::: READING PASSAGE :::

How to Prepare Your Business for Disaster
Natural disasters, such as hurricanes ravaging the country’s southeastern region in October, offer obvious incentives for small businesses to plan for significant disruptions. But what about small businesses in other regions where natural disasters are less prevalent?
In our last post, we covered preventing and responding to cyberattacks, which threaten companies worldwide. Did you know that according to Washington State’s Emergency Management Division (EMD), about 40 percent of businesses in Washington do not reopen after a major disaster? The EMD suggests businesses wanting to show resilience in the face of an earthquake, flood, or severe storm should have a plan, especially for the loss of critical digital services, such as payment platforms or online ordering.
This post is designed to help you define threats to your business continuity, plan for them, and remain active no matter what the unexpected brings.
Defining the Threats
More than 1,000 earthquakes occur in Washington each year, according to the EMD. While few are felt, they occasionally cause damage, and there remains the possibility of that once-in-100-years earthquake, just as the southeast just experienced a once-in-a-thousand-year flood with Hurricane Helene.
“The Pacific Coast, Strait of Juan de Fuca, Puget Sound, and large lakes are at risk from tsunamis, trains of powerful waves that threaten people and property along shorelines,” EMD reports on its website. “Short-term loss caused by wildland fire can include the destruction of timber, wildlife habitat, scenic vistas, watersheds, and increased vulnerability to flooding. Long-term effects include smaller timber harvests, reduced access to affected recreational areas, and destruction of cultural and economic resources and community infrastructure.”
What do these different events mean for your disaster plan? Well, it depends. If your business is a local retail store or a restaurant serving the tourist economy, a wildfire could severely impact revenues. Or if it may take down utilities essential to taking payments or booking customers.
A store damaged just before our holiday shopping season may lose substantial revenues. While a few minutes of lost power may be a minor inconvenience for most businesses, one lasting for hours could create significant losses. As we saw during the COVID-10 pandemic, disruption of either production or distribution of goods sold by your business can drive prices through the roof or prevent the delivery of essential goods to your business.
You need to identify how these different events would impact you.
Conducting a Business Impact Analysis
If you’re looking for a template to identify how your business could be adversely affected by disasters, Ready.com – a site launched by the U.S. Department of Homeland Security in 2003 – provides a guide.

:::

▶ _PROBLEMS AND TASKS_:
• 1. What share of businesses in Washington do not reopen after a major disaster, according to the disaster-preparation article?
• 2. Please transcribe everything from "What do these" down to "would impact you." in the disaster-preparation article.

::: DATA PROVIDED :::

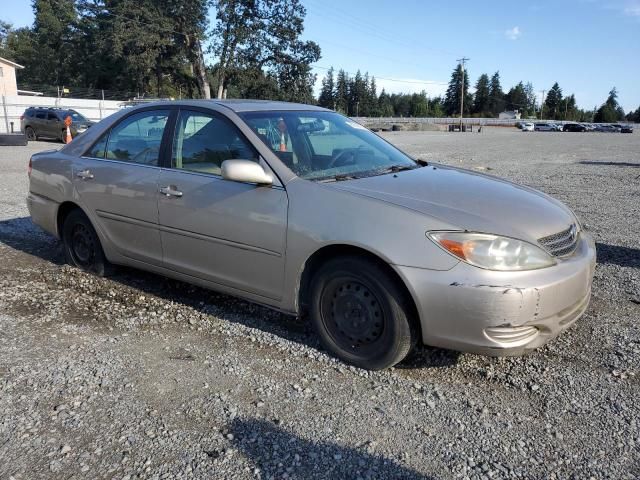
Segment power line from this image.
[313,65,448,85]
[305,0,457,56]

:::
::: DATA PROVIDED :::

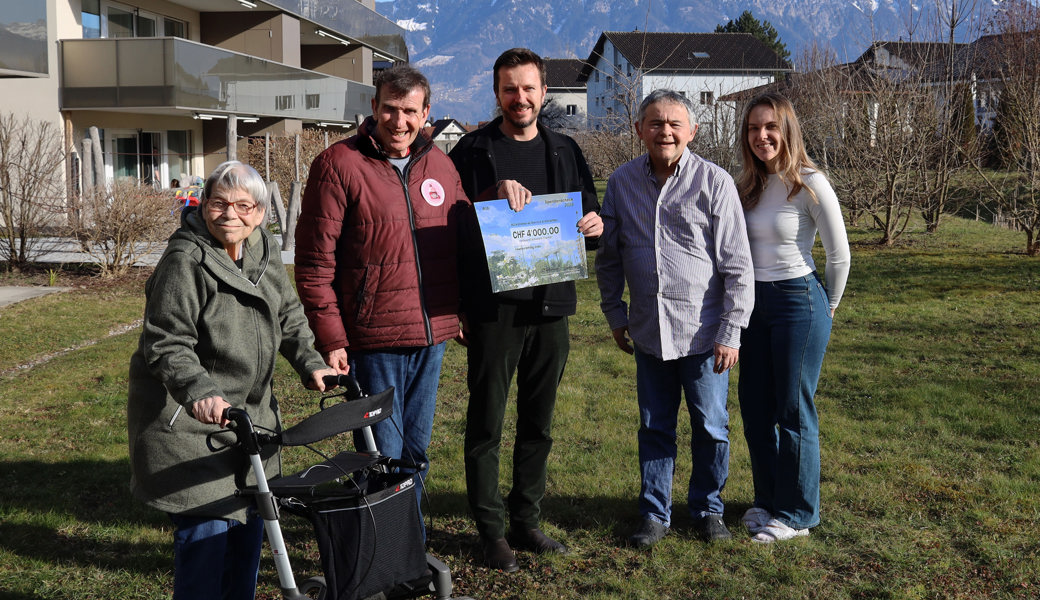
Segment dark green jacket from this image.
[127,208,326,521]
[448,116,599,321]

:::

▶ _ANSWERS BY TASK_:
• 1. About 40 percent.

• 2.
What do these different events mean for your disaster plan? Well, it depends. If your business is a local retail store or a restaurant serving the tourist economy, a wildfire could severely impact revenues. Or if it may take down utilities essential to taking payments or booking customers.
A store damaged just before our holiday shopping season may lose substantial revenues. While a few minutes of lost power may be a minor inconvenience for most businesses, one lasting for hours could create significant losses. As we saw during the COVID-10 pandemic, disruption of either production or distribution of goods sold by your business can drive prices through the roof or prevent the delivery of essential goods to your business.
You need to identify how these different events would impact you.